EXTRAIT DE PAGE:
Houps, dans mes anciens posts, je parlais de VPN alors que je voulais dire VNC.

J'espere ne pas avoir mis trop de confision car je voulais bien parler du partage d'écran.


Noodle, je pense que c'est la solution la plus facile pour toi: brancher le Mini sur un écran au boulot, activer le partage écran, et ensuite à la maison, te démerder pour connaitre son adresse IP ( la je ne sais pas comment) et puis t'y connecter.


----------



## pim (21 Juin 2009)

Normalement si il a activé le partage écran au boulot, une fois chez lui il verra son Mac mini apparaître automatiquement :


----------



## Anonyme (21 Juin 2009)

LIGNES DE DONNÉES:
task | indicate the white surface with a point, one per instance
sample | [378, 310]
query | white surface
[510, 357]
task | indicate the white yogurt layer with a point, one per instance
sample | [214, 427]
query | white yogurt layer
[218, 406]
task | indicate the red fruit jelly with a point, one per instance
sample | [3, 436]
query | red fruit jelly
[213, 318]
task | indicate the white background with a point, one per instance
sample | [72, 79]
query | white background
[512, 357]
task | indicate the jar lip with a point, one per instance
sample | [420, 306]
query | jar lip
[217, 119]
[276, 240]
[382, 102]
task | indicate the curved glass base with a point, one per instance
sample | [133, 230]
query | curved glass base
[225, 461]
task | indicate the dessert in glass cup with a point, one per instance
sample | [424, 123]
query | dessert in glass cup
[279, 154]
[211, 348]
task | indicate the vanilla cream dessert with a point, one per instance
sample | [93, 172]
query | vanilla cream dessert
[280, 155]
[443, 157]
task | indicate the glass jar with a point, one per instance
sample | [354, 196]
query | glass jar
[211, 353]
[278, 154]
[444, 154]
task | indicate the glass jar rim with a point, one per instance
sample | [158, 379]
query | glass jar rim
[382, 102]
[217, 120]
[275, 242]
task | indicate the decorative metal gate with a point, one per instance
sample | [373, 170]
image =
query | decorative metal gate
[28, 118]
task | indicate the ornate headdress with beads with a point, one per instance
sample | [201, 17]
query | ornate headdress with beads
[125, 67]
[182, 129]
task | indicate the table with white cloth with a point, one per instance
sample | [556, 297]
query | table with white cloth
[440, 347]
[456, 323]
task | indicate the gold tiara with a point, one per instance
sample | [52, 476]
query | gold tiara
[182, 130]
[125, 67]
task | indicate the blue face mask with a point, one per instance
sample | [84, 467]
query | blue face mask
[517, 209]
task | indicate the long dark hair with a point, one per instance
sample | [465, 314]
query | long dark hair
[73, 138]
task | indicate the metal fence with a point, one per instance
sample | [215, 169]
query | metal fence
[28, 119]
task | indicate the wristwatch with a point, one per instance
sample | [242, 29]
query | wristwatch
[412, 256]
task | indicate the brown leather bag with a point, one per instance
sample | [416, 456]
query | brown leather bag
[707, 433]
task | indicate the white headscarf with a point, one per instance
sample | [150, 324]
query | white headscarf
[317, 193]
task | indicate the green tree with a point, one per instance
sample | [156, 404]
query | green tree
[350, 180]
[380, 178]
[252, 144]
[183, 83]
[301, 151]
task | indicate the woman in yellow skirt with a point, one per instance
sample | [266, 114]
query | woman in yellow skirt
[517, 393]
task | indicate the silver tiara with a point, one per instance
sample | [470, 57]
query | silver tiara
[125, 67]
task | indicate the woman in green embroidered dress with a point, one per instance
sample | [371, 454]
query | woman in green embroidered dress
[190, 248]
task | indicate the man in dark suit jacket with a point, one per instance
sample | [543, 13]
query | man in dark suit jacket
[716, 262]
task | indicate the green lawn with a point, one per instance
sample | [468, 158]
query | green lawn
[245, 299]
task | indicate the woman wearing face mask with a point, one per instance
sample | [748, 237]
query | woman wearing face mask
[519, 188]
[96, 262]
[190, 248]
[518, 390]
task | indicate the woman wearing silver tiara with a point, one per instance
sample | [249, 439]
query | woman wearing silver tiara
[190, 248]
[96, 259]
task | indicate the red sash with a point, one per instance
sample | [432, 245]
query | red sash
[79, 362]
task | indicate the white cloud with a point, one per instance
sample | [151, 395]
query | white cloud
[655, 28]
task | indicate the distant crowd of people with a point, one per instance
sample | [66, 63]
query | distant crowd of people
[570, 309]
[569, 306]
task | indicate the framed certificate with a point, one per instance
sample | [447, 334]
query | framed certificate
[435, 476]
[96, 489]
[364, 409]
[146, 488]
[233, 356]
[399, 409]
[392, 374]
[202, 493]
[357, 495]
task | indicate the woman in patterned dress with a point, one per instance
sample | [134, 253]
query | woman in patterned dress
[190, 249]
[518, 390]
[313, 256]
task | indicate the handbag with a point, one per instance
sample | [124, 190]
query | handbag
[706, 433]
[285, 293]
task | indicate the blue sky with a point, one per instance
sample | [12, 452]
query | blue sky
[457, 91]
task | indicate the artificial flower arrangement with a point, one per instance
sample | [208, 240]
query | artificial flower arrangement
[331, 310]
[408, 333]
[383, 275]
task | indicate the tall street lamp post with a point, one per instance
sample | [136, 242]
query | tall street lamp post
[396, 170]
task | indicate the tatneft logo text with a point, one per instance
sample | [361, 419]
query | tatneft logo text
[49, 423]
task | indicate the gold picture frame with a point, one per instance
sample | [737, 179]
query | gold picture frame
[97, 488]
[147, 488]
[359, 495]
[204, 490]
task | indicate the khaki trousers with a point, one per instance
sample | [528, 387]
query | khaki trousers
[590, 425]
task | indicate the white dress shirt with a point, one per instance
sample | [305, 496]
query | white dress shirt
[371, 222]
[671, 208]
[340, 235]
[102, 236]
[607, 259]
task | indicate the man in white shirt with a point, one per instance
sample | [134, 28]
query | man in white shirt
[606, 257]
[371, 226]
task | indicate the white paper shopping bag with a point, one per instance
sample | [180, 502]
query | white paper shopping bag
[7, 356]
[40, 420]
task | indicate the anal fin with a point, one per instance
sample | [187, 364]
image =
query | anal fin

PROBLÈMES À RÉSOUDRE:
a: Dans la discussion sur le partage d'écran, quel sigle l'auteur du premier message dit-il avoir employé par erreur à la place de VNC ?
b: Comment traduire en anglais cette phrase de la discussion sur le partage d'écran : « Houps, dans mes anciens posts, je parlais de VPN alors que je voulais dire VNC. » ?
c: Poursuivez la discussion sur le partage d'écran à partir de l'endroit où elle s'arrête.

RÉPONSES PAR TÂCHE:
a: VPN.

b: Oops, in my earlier posts I was talking about VPN when I meant VNC.

c:
pim a dit:


> Normalement si il a activé le partage écran au boulot, une fois chez lui il verra son Mac mini apparaître automatiquement :



Heuuu, ca c'est juste le partage de fichiers si je ne m'abuse.. Si tu cliques dessus, tu ouvres les répertoires partagés, non?? :rateau:

Si tu as raison, Mac OS n'aura pas fini de m'impressionner!


----------



## pim (21 Juin 2009)

Oui et non   Je veux dire, si sur ta machine le partage de fichier est désactivé, mais qu'en revanche le partage d'écran est activé, tu n'as accès qu'à ce dernier :


----------



## Anonyme (21 Juin 2009)

Put***, mais j'en découvre tous les jours sur le Mac, c'est plus puissant que tout ce que l'on imagine à chaque fois ( même si il lui reste quelques défauts..)

Je ne comprends pas comment je découvre seulement ce genre de chose maintenant et que c'est pas rendu public!


(PS perso: j'ai encore essayé de te mettre un cdb positif, mais il faut que j'attende.. lol)


----------



## pim (21 Juin 2009)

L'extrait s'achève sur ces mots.